━━━━━ Page excerpt
The first optical characteristic value and the second optical characteristic value may include a chromaticity value of green. For example, each of the first optical characteristic value and the second optical characteristic value may include the chromaticity value of green along the first axis (e.g., the x-axis) of the color coordinate system and/or the chromaticity value of green along the second axis (e.g., the y-axis) of the color coordinate system.

The first optical characteristic value and the second optical characteristic value may include a luminance value.

In a comparative example, an arrangement of display modules of the modular display device 1 may be determined using only one of the first optical characteristic value or the second optical characteristic value. If the display modules are assembled in such a determined arrangement, an optical characteristic of each display module may vary according to a condition (e.g., temperature, voltage, and the like) and accordingly, uniformity of the modular display device 1 may be broken.

Since the difference value between the first optical characteristic value and the second optical characteristic value is an inherent characteristic of the LED and the film, it may not be affected by external factors such as temperature and voltage. Therefore, the modular display device 1 assembled in an arrangement determined based on the difference value may maintain the uniformity even after assembly. The modular display device 1 assembled in the arrangement determined based on the difference value may maintain the uniformity even when viewed in different directions (e.g., front and side).

FIG. 4 is a flowchart illustrating an example manufacturing method of a modular display device, according to various embodiments.

Referring to FIG. 4, in step 410, a first optical characteristic value for each display module may be measured in a first direction. For example, referring to FIG. 3, the first optical characteristic value of the display module 10 displaying the reference image may be measured in a first direction D1.

In step 420, a second optical characteristic value for each of the display modules may be measured in a second direction different from the first direction. For example, referring to FIG. 3, the second optical characteristic value of the display module 10 displaying the reference image may be measured in a second direction D2. Although the step 420 is illustrated to be performed after the step 410, unlike the illustration, the step 420 may be performed substantially simultaneously with the step 410 or before the step 410.
━━━━━━━━━━
━━━━━ Data section
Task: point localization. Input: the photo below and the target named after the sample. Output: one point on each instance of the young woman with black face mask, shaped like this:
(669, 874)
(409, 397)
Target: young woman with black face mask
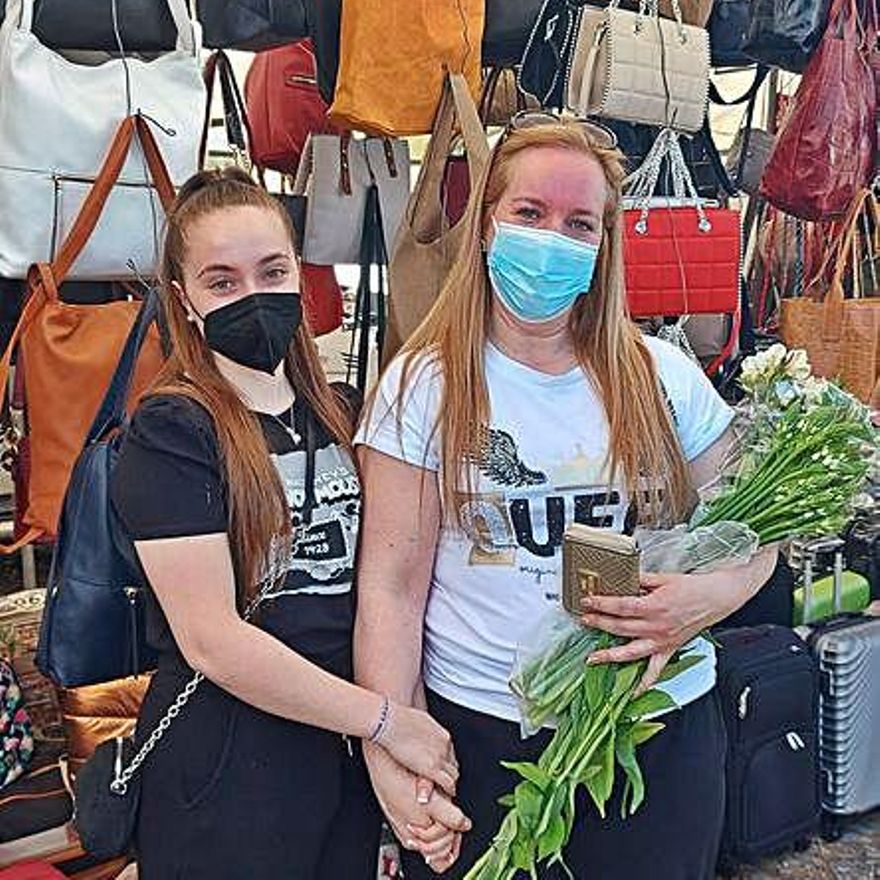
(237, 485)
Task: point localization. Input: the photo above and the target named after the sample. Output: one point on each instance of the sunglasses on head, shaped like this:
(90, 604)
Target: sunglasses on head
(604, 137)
━━━━━━━━━━
━━━━━ Data section
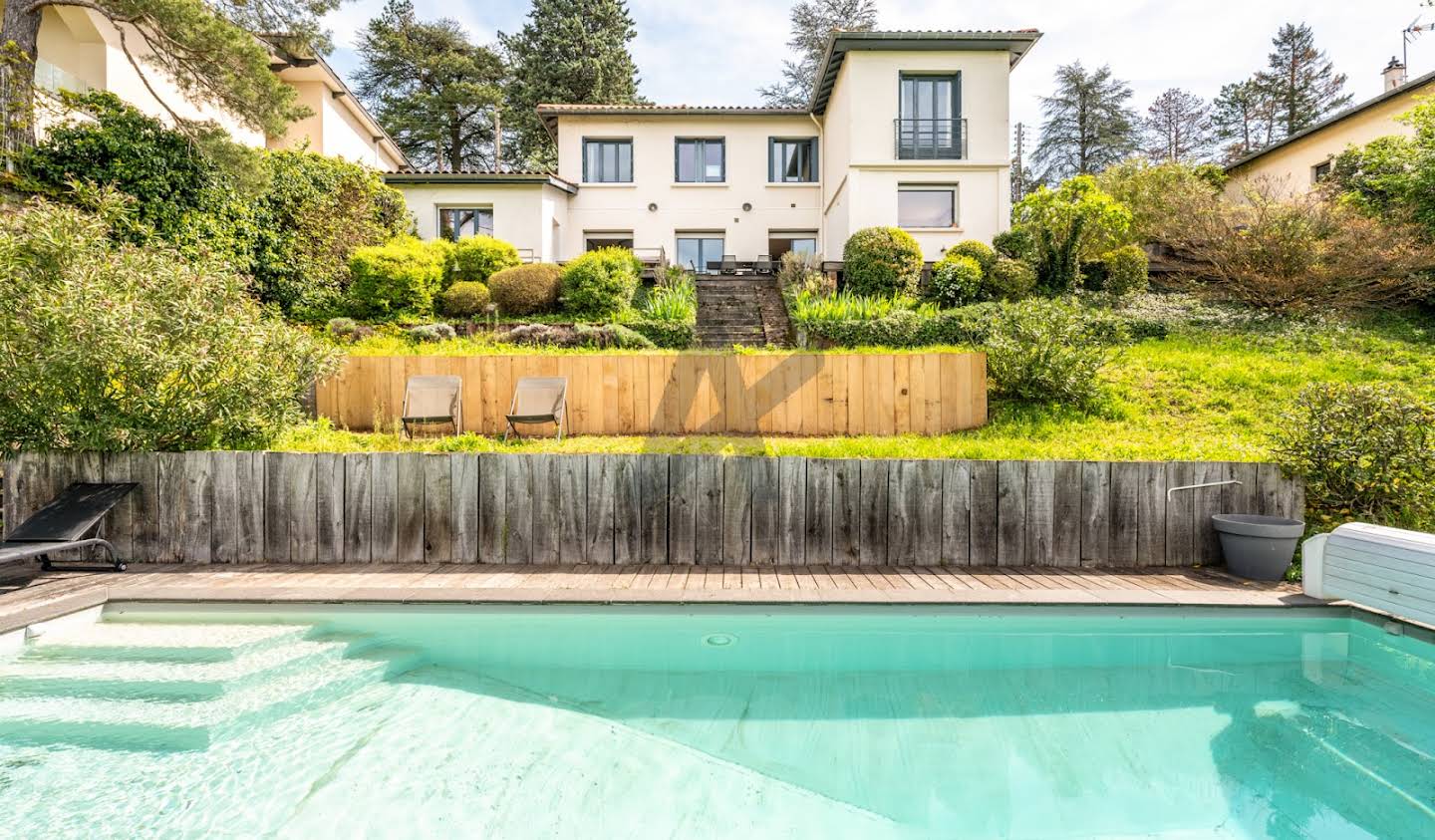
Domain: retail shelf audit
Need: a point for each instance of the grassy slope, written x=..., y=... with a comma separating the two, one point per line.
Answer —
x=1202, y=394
━━━━━━━━━━
### What you are asked to do
Pick up the passage on measuring optical characteristics of display modules, not the items, right after its last sentence and continue it.

### Right answer
In step 430, an arrangement of the display modules may be determined using a difference value between the first optical characteristic value and the second optical characteristic value of each of the display modules. For example, the arrangement of the plurality of display modules may be determined such that the difference value between the first optical characteristic value and the second optical characteristic value for each of the plurality of display modules of the modular display device 1 gradually changes.

In step 440, the display modules may be assembled in the determined arrangement. For example, the display modules may be assembled to have the arrangement determined in the step 430.

FIG. 5 is a flowchart illustrating an example manufacturing method of a modular display device, according to various embodiments.

Referring to FIG. 5, in step 510, a first optical characteristic value for each display module may be measured in a first direction. In step 510, the first optical characteristic value may include a first chromaticity value along a first axis (e.g., a y-axis) and a second chromaticity value along a second axis (e.g., an x-axis) of a color coordinate system. For example, referring to FIG. 3, the first chromaticity value and the second chromaticity value of a display module 10 displaying the reference image may be measured in a first direction D1.

In step 520, a second optical characteristic value for each of the display modules may be measured in a second direction different from the first direction. In the step 520, the second optical characteristic value may include a third chromaticity value along the first axis (e.g., the y-axis) of the color coordinate system and a fourth chromaticity value along the second axis (e.g., the x-axis) of the color coordinate system. For example, referring to FIG. 3, the third chromaticity value and the fourth chromaticity value of the display module 10 displaying the reference image may be measured in a second direction D2. Although the step 520 is illustrated to be performed after the step 510, the step 520 may be performed substantially simultaneously with the step 510 or before the step 510.

In step 530, an arrangement of the display modules may be determined using a first difference value between the first chromaticity value and the third chromaticity value of each of the display modules. For example, the arrangement of the plurality of display modules of a modular display device 1 may be determined such that the difference value between the first chromaticity value and the third chromaticity value of each of the plurality of display modules gradually changes.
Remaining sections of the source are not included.